━━━ Text
According to People, Mariska was put back in the hospital last night after suffering chest pains. Her spokeswhore hasn't said shit and it's unknown why her lungs are being like that.

Mariska needs to take some time out, lay down and watch some stories. Law & Order will always be there, waiting for her. You know, I have an idea! DING! Since Ice-T's #1 prostitute, CoCo, did so well on SVU the last time she was on, she should temporarily fill-in for Mariska! She can play the same character and everything. Not many will know the difference! CoCo is a true chameleon! That will give Mariska time to get better.

Posted by: Michael K


Wednesday, February 18th 2009

Open Post: Hosted By CoCo

That top isn't supposed to be worn like that, right? Those straps were not built for that kind of pressure. It's like two elephants sitting on a playground swing. That shit is about to SNAP! And if it did, CoCo's big fucking ass bitties would come tumbling out and explode! A typhoon of titty water and silicone would drown everyone in its path. That's why if you're ever going to be in CoCo's presence, you better bring some damn scuba gear. You know, just in case. But I guess if you gotta go, drowning in CoCo's silicone juice is the way to do it.

That being said, I'd risk my life to motoboat CoCo's plasti-chichis.

Here's the elegant goddess and her pimp at Eli Mizrahi's fashion week party in NYC last night.

Posted by: Michael K


Thursday, November 6th 2008

CoCo Keeps It Classy For Diddy

I've come to terms with CoCo's transformation as the classiest hooker on the stroll. If that's what she wants to look like now, I will get behind her 100%. Well, not behind her literally, because I think her titanic ass would swallow me whole. Speaking of swallowing, at Diddy's birthday party at Mansion in NYC, the Shauna Sand of the East looked like a sexy python trying to digest a family of mongooses.

The man who is solely responsible for putting Obama in the White House, celebrated his birthday last night. Guests included the most elegant creature in NYC, her pimp, Ben Stiller, Cedric the Entertainer and Mary. J Blige. I guess our Evite got lost in the interwebs. Besides, I would only go to that shit if the invitation said, "brownies will be served."

Wireimage

Posted by: Michael K


Monday, November 3rd 2008

CoCo Lied To Us All!

A few days before Whoreoween, CoCo said and I quote: "It's my day! I get to get naked! Finally!!!"

She said NAKED! Is this naked to you?! Okay, it might be nekkid for you, but this is straight-up modest for CoCo! She wears this shit to the supermarket! Her fault line ass crack is not visible and you can't see her nipples. This is downright Amish. She looks like a church going pussy who spends her nights knitting, sipping chamomile tea and playing gospel songs on her harp.
━━━━━━
━━━ Recorded information
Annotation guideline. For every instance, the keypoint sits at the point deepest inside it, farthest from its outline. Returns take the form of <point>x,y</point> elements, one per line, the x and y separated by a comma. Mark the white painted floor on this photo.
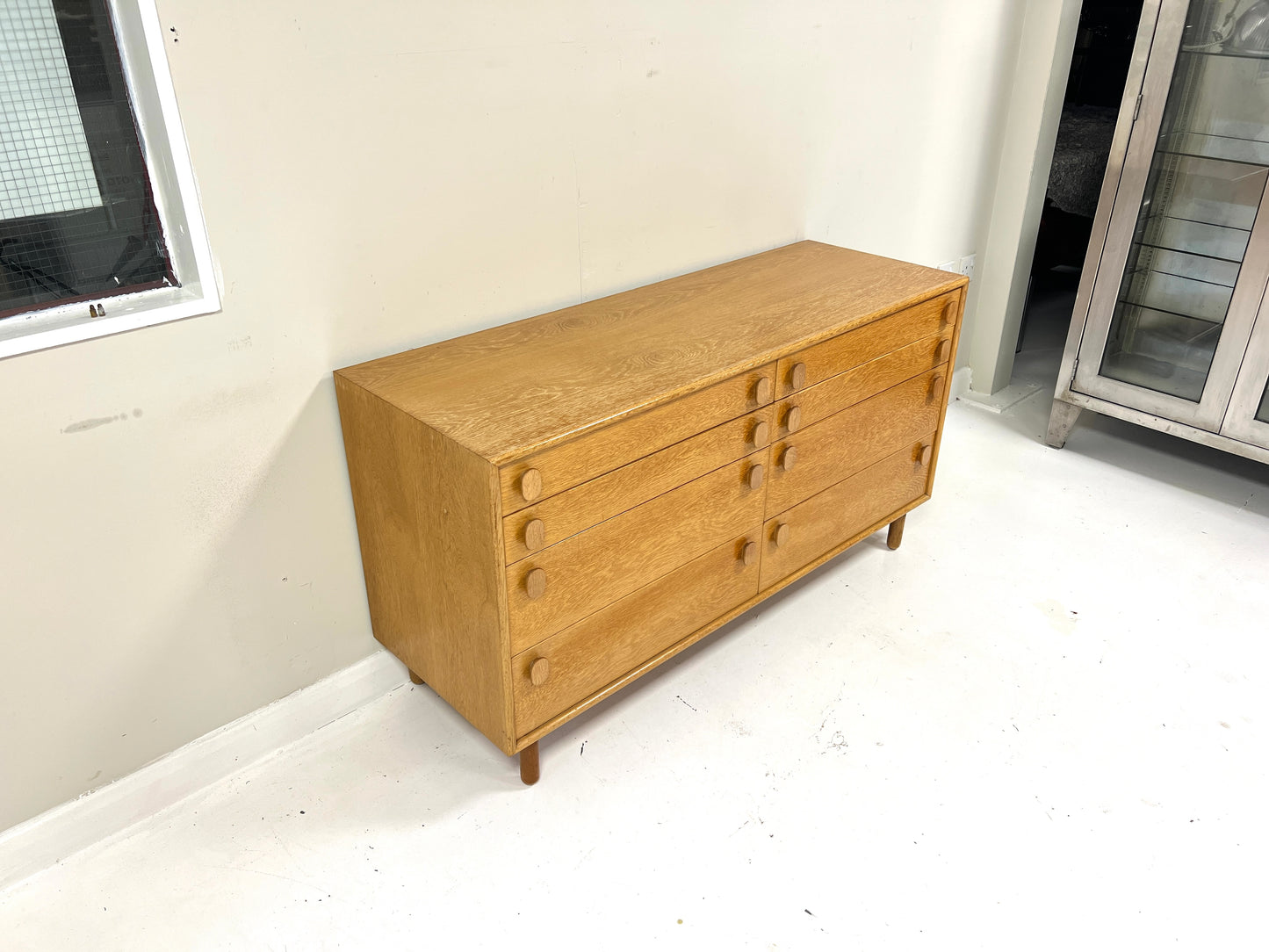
━━━━━━
━━━ Recorded information
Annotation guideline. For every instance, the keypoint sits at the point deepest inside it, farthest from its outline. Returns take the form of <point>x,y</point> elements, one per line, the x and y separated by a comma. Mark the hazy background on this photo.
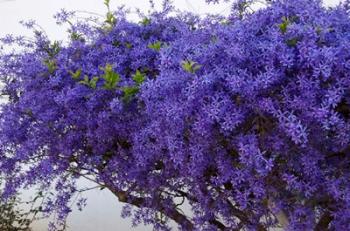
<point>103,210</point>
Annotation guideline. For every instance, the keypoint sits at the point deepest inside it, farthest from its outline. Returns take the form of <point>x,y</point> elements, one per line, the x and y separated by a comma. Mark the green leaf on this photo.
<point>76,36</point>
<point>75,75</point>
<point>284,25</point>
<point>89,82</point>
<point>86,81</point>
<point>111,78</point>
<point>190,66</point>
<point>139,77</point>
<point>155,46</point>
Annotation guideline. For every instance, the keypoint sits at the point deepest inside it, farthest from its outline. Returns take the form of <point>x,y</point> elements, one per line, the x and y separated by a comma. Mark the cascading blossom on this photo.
━━━━━━
- [Check your understanding]:
• 1. Rewrite the gossip blog posts from "Wednesday, February 18th" to "NYC last night.", changing "playground swing" to "porch swing".
• 2. Pick up the gossip blog posts where they end and keep writing.

- [Exercise responses]:
• 1.
Wednesday, February 18th 2009

Open Post: Hosted By CoCo

That top isn't supposed to be worn like that, right? Those straps were not built for that kind of pressure. It's like two elephants sitting on a porch swing. That shit is about to SNAP! And if it did, CoCo's big fucking ass bitties would come tumbling out and explode! A typhoon of titty water and silicone would drown everyone in its path. That's why if you're ever going to be in CoCo's presence, you better bring some damn scuba gear. You know, just in case. But I guess if you gotta go, drowning in CoCo's silicone juice is the way to do it.

That being said, I'd risk my life to motoboat CoCo's plasti-chichis.

Here's the elegant goddess and her pimp at Eli Mizrahi's fashion week party in NYC last night.

• 2.
CoCo totally forgot the "pussy" in pussycat. Oh well. I'll still play pattycake with her pancake ass cheeks, but I was hoping for a little more elegance from CoCo. She's turning into a nun!

Here's Sister Pussycat Coco with her pimp as The Punisher at Plumm in NYC on Friday night.

Posted by: Michael K


Thursday, October 30th 2008

Yes, Finally!

The past few times I've seen pictures of CoCo out with her pimp, she's been dressed so.....non-classy. I mean, she's been covering herself up and not showing off her best features. Well, CoCo woke up from her conservative coma and has decided to bring out her true beauty on Halloween.

CoCo spoke to New York Magazine the other night while working one of her corners and told them her plans for Halloween. She wouldn't say exactly what she was going to be, but said, "It's my day! I get to get naked! Finally!!!" Yes, FINALLY!!!! It's been ages since I've seen her jumbo ham hocks in all their glory!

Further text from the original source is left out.